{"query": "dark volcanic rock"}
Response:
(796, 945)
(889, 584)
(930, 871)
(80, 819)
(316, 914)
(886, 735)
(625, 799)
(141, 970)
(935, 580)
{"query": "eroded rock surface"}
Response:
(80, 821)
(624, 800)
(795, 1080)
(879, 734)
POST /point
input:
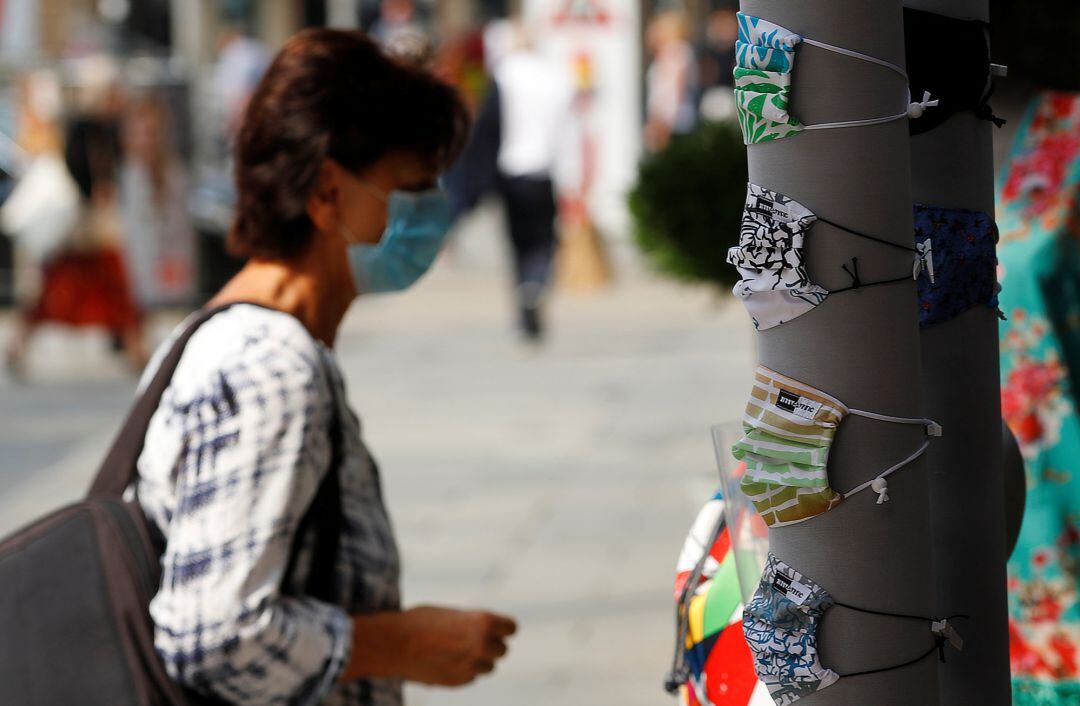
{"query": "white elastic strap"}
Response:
(865, 57)
(933, 429)
(923, 260)
(879, 484)
(856, 123)
(915, 109)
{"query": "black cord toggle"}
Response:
(676, 678)
(985, 112)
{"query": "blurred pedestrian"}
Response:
(520, 139)
(241, 60)
(717, 99)
(396, 19)
(1038, 203)
(84, 282)
(337, 164)
(159, 236)
(671, 81)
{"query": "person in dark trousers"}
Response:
(520, 137)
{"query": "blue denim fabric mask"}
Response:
(417, 223)
(963, 265)
(781, 627)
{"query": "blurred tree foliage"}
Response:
(1038, 41)
(688, 203)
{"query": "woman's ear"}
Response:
(322, 204)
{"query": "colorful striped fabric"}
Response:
(720, 668)
(788, 428)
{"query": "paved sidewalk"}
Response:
(554, 484)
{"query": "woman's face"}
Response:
(362, 198)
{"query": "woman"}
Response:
(336, 170)
(160, 240)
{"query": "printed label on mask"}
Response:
(795, 592)
(774, 209)
(797, 405)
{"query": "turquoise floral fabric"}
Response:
(1039, 262)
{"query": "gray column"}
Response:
(862, 347)
(953, 165)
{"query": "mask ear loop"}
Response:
(856, 281)
(878, 484)
(942, 630)
(922, 257)
(915, 109)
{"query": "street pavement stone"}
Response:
(551, 483)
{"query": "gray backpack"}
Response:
(76, 585)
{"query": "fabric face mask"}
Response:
(765, 59)
(417, 223)
(774, 285)
(781, 627)
(963, 243)
(966, 84)
(787, 431)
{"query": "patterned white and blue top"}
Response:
(233, 457)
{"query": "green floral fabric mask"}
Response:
(765, 58)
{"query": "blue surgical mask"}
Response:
(417, 223)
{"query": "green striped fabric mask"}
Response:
(787, 431)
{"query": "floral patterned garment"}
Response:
(1039, 260)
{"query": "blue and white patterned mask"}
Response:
(781, 627)
(417, 223)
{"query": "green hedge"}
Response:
(688, 201)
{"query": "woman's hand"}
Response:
(429, 645)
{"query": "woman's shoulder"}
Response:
(245, 345)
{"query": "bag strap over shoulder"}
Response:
(119, 469)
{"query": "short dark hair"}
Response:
(331, 94)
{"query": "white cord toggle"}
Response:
(916, 108)
(880, 486)
(923, 260)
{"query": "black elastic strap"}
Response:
(856, 282)
(867, 236)
(325, 515)
(939, 646)
(985, 112)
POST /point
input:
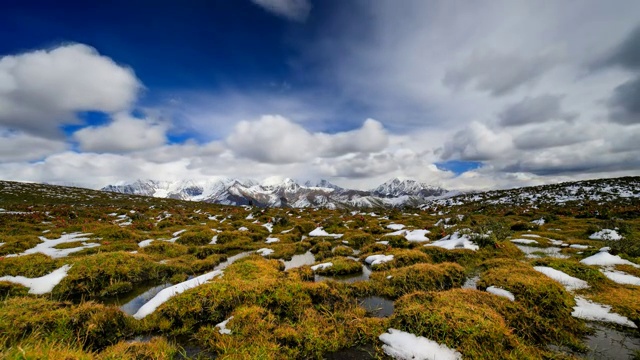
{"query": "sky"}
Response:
(464, 95)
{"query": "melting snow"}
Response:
(524, 241)
(605, 234)
(145, 243)
(265, 251)
(621, 277)
(603, 258)
(378, 259)
(41, 285)
(47, 246)
(172, 291)
(455, 241)
(501, 292)
(319, 232)
(223, 327)
(321, 266)
(569, 282)
(406, 346)
(271, 240)
(538, 222)
(589, 310)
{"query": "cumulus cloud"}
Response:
(498, 73)
(17, 146)
(294, 10)
(626, 54)
(43, 89)
(124, 134)
(535, 110)
(477, 142)
(275, 139)
(624, 104)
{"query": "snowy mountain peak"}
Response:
(396, 187)
(281, 191)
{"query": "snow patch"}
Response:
(568, 281)
(321, 266)
(589, 310)
(455, 241)
(605, 234)
(166, 294)
(319, 232)
(378, 259)
(501, 292)
(41, 285)
(406, 346)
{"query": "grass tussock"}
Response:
(397, 282)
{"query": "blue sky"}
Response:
(483, 95)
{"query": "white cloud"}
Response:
(125, 133)
(17, 146)
(275, 139)
(295, 10)
(40, 90)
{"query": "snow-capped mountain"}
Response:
(397, 187)
(285, 192)
(600, 191)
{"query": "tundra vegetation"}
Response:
(262, 301)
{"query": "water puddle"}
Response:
(134, 300)
(363, 352)
(300, 260)
(471, 283)
(536, 252)
(607, 343)
(366, 272)
(377, 306)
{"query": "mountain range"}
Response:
(275, 192)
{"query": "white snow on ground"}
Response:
(605, 234)
(145, 243)
(501, 292)
(178, 232)
(411, 235)
(265, 251)
(41, 285)
(538, 222)
(589, 310)
(455, 241)
(621, 277)
(524, 241)
(378, 259)
(569, 282)
(319, 232)
(578, 246)
(172, 291)
(321, 266)
(47, 246)
(223, 327)
(532, 252)
(603, 258)
(406, 346)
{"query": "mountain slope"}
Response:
(276, 192)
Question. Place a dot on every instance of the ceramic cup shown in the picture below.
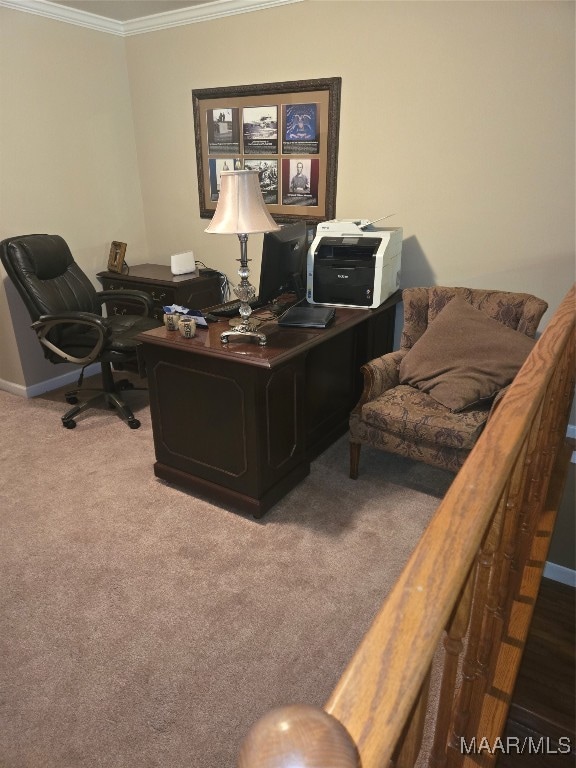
(171, 320)
(187, 326)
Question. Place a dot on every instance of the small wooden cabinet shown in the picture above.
(195, 290)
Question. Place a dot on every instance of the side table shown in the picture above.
(195, 290)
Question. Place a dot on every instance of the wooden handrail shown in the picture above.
(462, 580)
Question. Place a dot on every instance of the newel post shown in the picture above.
(298, 736)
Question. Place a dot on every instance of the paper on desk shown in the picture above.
(195, 313)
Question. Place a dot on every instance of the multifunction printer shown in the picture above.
(352, 263)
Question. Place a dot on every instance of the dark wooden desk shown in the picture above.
(240, 423)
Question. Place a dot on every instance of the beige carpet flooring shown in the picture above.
(142, 627)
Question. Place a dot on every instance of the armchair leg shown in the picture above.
(354, 459)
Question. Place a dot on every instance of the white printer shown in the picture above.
(352, 263)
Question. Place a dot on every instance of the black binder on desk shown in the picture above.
(307, 317)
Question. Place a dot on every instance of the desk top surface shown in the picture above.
(283, 343)
(157, 273)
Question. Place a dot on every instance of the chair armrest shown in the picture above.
(380, 375)
(127, 293)
(46, 323)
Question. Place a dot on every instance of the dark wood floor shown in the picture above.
(543, 704)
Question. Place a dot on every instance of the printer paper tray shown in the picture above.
(308, 317)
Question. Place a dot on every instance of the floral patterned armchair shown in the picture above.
(404, 419)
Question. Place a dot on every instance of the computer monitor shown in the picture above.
(283, 268)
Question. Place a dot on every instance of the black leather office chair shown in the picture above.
(66, 311)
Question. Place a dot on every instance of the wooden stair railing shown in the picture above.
(472, 582)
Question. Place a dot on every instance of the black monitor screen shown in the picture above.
(283, 267)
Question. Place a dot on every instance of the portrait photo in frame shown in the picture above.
(287, 131)
(116, 257)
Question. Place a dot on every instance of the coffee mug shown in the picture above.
(171, 320)
(187, 327)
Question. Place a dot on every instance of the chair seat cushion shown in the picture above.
(415, 416)
(464, 357)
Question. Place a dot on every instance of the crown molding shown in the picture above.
(206, 12)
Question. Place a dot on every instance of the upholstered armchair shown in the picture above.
(66, 313)
(460, 349)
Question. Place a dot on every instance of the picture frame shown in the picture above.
(116, 257)
(287, 131)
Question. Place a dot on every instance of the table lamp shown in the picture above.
(241, 211)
+++
Can you output as a Markdown table, with columns Row and Line, each line from the one containing "Question. Place a dot on every instance of the chair seat" up to and including the last line of the items, numbering the rows and leaving out blank lines?

__Response below__
| Row | Line |
|---|---|
| 1 | Question. Place a dot on every instance of the chair seat cushion shown in the picture above. |
| 2 | (415, 416) |
| 3 | (464, 357) |
| 4 | Question. Place a dot on every instance of the crown molding shown in the picture above. |
| 5 | (206, 12) |
| 6 | Question. Place a dot on every instance of the upholstered armchair shown in the picture above. |
| 7 | (66, 313) |
| 8 | (460, 349) |
| 9 | Question. Place a dot on every instance of the picture frame shown in the picture above. |
| 10 | (116, 257) |
| 11 | (287, 131) |
| 12 | Question. Place a dot on every instance of the table lamp shown in the picture above. |
| 13 | (241, 211) |